:: Data listing

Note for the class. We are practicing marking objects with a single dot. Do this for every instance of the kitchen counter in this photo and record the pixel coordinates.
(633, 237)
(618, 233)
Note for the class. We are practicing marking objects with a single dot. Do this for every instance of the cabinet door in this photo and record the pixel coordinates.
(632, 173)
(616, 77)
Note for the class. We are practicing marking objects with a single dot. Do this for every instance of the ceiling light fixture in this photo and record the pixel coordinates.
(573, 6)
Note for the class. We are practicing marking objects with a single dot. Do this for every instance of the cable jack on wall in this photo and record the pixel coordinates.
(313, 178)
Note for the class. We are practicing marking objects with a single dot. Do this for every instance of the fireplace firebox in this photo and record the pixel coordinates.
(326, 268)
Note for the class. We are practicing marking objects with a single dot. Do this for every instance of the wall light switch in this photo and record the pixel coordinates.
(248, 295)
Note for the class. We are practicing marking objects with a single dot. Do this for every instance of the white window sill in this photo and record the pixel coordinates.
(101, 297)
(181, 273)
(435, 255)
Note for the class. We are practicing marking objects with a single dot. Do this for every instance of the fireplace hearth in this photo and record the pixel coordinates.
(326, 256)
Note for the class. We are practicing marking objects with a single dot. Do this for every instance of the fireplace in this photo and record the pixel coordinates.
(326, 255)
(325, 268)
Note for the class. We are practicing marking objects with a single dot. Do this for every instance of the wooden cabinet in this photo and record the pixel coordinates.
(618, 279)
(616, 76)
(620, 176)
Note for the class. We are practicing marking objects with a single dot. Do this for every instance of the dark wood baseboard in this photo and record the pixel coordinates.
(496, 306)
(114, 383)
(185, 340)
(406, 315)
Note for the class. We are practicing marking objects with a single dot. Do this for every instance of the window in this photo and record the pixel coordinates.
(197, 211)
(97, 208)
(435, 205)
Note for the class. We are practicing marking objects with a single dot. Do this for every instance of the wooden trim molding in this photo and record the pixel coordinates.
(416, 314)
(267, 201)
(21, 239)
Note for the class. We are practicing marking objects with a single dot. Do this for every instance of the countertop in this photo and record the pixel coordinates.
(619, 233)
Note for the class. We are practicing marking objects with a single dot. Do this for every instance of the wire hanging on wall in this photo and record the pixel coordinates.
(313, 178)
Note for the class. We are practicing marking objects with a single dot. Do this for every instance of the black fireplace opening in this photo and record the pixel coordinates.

::::

- **Short task**: Exactly and only the lines from the line containing "of the white" through the last line of the entries should be copied, both ends included.

- **Exercise solution**:
Note for the class. We are practicing marking objects with a single dot. Do this for every instance of the white window sill in this photo and record the pixel coordinates.
(101, 297)
(181, 273)
(435, 255)
Note for the class. We are practicing marking objects with a single dot. Do this for every instance of the fireplace hearth in this photo and record the pixel coordinates.
(326, 256)
Note for the class. We are practicing marking objects with a single dot. Do this for every instance of the fireplace in this photo and record the pixel coordinates.
(326, 255)
(325, 268)
Note for the class. We are practicing marking objects with a single dot. Do this for every instance of the wooden cabinet in this photo and record the pixel coordinates.
(618, 279)
(616, 76)
(620, 176)
Note for the class. We are practicing marking objects with a single dot. Do this for every instance of the dark wood baseboard in this photo and record the pixel coordinates.
(496, 306)
(114, 383)
(185, 340)
(406, 315)
Note for the class. We are practicing marking objects with a single dot. Do this for every instance of the window in this photo and record the pixel coordinates.
(197, 211)
(97, 208)
(435, 205)
Note for the class. We are practicing marking objects with a single dot. Do this for every instance of the wooden trim molding in this photo and record the pixel coordinates.
(416, 314)
(267, 201)
(21, 239)
Note for the class. We are practicing marking objects with a single dot. Do this for every instance of the countertop in this photo and record the pixel coordinates.
(619, 233)
Note for the class. We are practicing marking objects with a single dot. Do this for every instance of the wire hanging on wall in this photo and record the pixel coordinates.
(313, 178)
Note for the class. We are practicing marking objects with a single dot. Do this for every instance of the black fireplace opening in this photo and record the pixel coordinates.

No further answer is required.